● **The exercise**: Starting at the line that contains "Expected: one point per instance of the flag" and stopping after the line that contains "point(242, 163)", turn those lines of the entries below into a numbered list, leaving out any blank lines.

● **Listing**:
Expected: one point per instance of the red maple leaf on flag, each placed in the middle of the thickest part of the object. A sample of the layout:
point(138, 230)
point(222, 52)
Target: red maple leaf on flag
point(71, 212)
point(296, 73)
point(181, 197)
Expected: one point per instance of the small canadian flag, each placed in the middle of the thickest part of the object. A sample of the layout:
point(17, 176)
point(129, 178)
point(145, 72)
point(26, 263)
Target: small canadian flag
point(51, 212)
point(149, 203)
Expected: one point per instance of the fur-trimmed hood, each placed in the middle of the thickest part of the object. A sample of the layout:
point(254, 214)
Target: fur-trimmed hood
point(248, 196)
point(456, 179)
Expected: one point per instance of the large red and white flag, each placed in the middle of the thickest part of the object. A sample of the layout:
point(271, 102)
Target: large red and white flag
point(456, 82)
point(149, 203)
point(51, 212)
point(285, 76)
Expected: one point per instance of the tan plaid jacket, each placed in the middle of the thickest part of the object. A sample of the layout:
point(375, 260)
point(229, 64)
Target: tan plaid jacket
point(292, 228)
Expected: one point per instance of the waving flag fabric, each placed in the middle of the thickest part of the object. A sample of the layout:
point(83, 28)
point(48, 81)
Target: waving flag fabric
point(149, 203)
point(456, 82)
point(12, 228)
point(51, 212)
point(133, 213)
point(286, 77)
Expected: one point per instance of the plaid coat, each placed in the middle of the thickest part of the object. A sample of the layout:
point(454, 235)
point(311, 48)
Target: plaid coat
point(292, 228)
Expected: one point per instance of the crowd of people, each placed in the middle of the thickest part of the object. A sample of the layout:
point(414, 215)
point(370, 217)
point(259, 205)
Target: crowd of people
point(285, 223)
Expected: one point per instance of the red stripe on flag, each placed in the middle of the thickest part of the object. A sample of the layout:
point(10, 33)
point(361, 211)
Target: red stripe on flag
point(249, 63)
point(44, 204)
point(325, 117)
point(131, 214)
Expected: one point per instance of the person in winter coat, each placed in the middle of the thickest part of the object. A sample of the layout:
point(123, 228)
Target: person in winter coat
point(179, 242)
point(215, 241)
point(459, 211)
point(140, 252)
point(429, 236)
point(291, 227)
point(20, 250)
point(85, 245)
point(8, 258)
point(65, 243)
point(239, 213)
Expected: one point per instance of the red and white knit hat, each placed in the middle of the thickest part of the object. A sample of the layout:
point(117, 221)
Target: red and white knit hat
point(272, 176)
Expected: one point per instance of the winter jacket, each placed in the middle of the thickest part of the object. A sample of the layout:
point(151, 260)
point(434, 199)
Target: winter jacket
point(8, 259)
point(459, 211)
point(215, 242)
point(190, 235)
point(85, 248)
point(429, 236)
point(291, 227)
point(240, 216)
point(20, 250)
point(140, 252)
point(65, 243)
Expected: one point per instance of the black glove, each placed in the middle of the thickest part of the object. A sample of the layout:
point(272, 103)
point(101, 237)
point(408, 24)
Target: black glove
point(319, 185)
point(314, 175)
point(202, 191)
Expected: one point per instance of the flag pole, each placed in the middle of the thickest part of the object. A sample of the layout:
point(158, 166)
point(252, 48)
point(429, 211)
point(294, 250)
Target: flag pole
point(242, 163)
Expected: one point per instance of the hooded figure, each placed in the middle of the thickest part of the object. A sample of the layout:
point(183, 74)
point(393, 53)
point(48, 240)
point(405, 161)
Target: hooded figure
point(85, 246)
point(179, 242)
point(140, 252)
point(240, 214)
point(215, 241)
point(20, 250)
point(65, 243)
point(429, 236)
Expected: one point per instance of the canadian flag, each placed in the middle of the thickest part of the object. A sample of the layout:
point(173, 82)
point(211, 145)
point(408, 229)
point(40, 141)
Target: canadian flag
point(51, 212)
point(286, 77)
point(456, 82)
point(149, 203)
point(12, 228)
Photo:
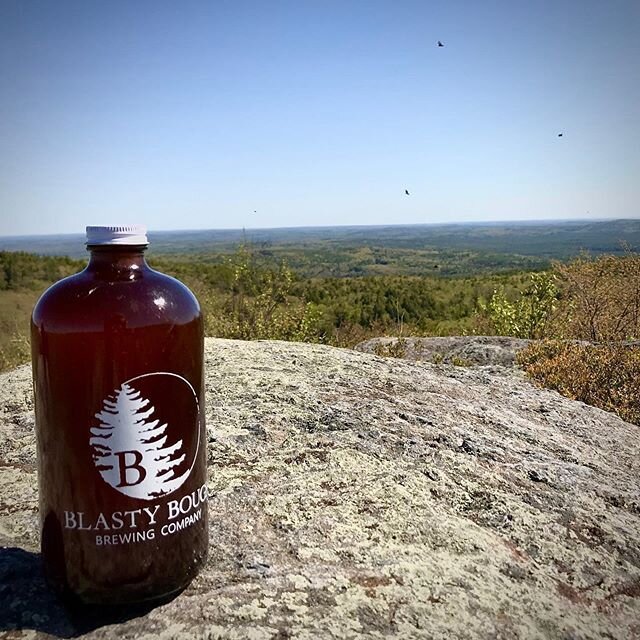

● **The answer**:
1. Expected: one point per instance of the flag pole, each placed in the middle of the thickest part of the object. A sample of the layout:
2. point(158, 166)
3. point(252, 48)
4. point(429, 211)
5. point(294, 250)
6. Target: flag pole
7. point(242, 163)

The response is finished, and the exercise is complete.